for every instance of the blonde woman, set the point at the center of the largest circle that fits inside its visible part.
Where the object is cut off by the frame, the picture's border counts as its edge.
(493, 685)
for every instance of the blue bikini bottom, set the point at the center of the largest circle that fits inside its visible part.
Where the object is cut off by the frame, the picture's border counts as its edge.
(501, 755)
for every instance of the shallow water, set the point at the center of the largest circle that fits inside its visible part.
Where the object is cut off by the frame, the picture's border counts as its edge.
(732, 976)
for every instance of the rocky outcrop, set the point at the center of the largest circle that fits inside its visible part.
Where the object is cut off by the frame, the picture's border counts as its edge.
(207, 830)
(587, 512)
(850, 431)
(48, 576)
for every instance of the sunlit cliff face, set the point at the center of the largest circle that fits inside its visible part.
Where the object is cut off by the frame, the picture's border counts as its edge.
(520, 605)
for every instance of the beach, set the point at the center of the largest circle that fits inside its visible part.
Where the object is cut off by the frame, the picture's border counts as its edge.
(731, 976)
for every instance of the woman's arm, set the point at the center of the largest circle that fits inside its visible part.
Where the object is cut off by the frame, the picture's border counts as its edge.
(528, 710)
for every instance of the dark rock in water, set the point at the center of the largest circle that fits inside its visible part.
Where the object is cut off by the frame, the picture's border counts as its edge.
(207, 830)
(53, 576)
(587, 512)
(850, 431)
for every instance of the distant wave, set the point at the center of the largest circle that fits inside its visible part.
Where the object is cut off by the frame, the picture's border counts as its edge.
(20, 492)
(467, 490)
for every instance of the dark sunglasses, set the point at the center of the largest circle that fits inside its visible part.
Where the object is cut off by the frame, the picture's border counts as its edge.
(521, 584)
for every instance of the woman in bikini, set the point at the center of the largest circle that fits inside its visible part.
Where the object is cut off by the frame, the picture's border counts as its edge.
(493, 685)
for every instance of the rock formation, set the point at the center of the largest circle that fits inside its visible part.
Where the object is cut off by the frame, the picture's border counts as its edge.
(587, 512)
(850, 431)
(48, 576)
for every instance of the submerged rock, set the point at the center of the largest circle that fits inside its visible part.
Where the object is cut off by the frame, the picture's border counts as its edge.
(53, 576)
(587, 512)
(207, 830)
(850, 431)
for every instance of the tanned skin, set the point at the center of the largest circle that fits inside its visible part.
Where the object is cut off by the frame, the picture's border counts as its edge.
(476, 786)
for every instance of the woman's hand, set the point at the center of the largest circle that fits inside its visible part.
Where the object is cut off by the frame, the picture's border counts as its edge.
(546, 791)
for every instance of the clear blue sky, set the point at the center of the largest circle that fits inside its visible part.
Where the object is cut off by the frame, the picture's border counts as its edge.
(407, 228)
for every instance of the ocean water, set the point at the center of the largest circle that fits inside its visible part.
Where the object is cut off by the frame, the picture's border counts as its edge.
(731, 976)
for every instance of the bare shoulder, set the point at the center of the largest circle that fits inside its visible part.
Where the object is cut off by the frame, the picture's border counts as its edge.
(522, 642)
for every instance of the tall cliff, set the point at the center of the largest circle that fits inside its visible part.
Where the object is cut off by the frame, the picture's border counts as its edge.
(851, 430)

> [What is being asked]:
Only lines with the word "blue" count here; copy every one from the records.

> [Exercise response]:
for every instance of the blue bikini bottom, set the point at the center of the largest circle that fits inside its visible part.
for every instance of the clear blue sky, set the point at the center of the largest circle that fits inside its visible part.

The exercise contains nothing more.